**What the task requires:**
Return the passage in the text on Danh Monica starting with "Danh Monica (born" and going on through "14, in 2001.", copied word for word.

Danh Monica (born 4 November 1986) is a Cambodian actress of the 2000s along with Keo Pich Pisey, Veth Rattana, Suos Sotheara, Chan Leakenna, Keo Nisa, Duch Sophea, and Sarai Sakana. She is the only Cambodian actress today who started acting as a child actor and who is skilled in classical Cambodian ballet.

Early life
Monica was born to Danh Vansa and Men Chan Nary, a performing arts teacher. As an only child from a wealthy family, Danh Monica was very fortunate to have all the resources she would need to be what she wanted, an actress. Because her mother was a performing arts teacher, Danh Monica was exposed to traditional arts. She entered the film industry and starred in her debut film, The Snake King's Child at the age of 14, in 2001.

**Record list:**
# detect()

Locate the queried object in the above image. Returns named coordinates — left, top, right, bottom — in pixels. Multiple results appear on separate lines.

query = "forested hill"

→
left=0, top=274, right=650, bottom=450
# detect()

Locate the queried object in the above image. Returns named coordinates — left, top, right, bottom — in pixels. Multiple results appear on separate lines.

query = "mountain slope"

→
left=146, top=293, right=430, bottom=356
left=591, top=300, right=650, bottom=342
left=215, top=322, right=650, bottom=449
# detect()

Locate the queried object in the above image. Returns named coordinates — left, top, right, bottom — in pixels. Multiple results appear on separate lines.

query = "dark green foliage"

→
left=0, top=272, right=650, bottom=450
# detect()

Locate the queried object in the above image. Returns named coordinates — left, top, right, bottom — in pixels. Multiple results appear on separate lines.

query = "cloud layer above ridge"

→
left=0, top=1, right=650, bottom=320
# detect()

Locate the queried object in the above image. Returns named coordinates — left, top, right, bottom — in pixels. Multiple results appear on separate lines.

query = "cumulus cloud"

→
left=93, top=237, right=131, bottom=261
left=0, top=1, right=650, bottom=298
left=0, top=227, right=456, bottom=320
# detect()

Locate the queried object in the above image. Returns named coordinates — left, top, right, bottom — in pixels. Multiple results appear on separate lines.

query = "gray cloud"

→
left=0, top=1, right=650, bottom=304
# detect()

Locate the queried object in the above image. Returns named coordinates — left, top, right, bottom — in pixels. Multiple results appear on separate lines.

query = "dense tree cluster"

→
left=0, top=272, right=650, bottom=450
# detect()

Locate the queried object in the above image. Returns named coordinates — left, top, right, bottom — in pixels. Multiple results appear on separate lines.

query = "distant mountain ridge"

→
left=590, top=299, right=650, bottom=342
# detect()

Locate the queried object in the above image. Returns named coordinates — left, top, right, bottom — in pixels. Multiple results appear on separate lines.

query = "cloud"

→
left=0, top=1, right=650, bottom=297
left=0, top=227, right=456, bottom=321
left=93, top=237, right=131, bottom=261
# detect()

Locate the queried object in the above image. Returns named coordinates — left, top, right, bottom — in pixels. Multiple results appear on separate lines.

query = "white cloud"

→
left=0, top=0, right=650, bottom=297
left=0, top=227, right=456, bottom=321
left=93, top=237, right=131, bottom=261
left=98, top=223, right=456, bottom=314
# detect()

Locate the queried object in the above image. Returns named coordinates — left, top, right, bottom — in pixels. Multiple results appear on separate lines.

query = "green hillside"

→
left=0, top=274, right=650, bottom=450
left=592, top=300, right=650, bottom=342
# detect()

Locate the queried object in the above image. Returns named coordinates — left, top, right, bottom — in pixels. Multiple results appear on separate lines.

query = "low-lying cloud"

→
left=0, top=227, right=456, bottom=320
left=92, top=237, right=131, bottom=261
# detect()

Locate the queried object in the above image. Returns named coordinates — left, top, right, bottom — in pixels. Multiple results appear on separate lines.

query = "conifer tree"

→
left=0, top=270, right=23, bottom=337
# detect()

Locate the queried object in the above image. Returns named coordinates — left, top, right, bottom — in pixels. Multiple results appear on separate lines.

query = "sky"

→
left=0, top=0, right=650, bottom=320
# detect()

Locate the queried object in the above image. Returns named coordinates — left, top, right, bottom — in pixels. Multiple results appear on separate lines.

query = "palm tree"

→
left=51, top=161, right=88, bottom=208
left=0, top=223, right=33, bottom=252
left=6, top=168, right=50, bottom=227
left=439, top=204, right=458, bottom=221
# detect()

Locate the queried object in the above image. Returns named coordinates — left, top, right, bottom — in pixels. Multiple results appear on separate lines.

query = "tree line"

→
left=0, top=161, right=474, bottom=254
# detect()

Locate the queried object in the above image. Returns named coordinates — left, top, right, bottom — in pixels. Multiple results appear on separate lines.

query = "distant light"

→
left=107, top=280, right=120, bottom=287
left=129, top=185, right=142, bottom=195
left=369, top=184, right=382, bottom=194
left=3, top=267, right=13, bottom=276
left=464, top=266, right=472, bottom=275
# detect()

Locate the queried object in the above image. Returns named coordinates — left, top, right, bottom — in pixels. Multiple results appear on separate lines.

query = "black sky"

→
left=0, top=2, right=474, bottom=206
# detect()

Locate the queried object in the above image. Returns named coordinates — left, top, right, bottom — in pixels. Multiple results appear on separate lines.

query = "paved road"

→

**Answer to this task:**
Danh Monica (born 4 November 1986) is a Cambodian actress of the 2000s along with Keo Pich Pisey, Veth Rattana, Suos Sotheara, Chan Leakenna, Keo Nisa, Duch Sophea, and Sarai Sakana. She is the only Cambodian actress today who started acting as a child actor and who is skilled in classical Cambodian ballet.

Early life
Monica was born to Danh Vansa and Men Chan Nary, a performing arts teacher. As an only child from a wealthy family, Danh Monica was very fortunate to have all the resources she would need to be what she wanted, an actress. Because her mother was a performing arts teacher, Danh Monica was exposed to traditional arts. She entered the film industry and starred in her debut film, The Snake King's Child at the age of 14, in 2001.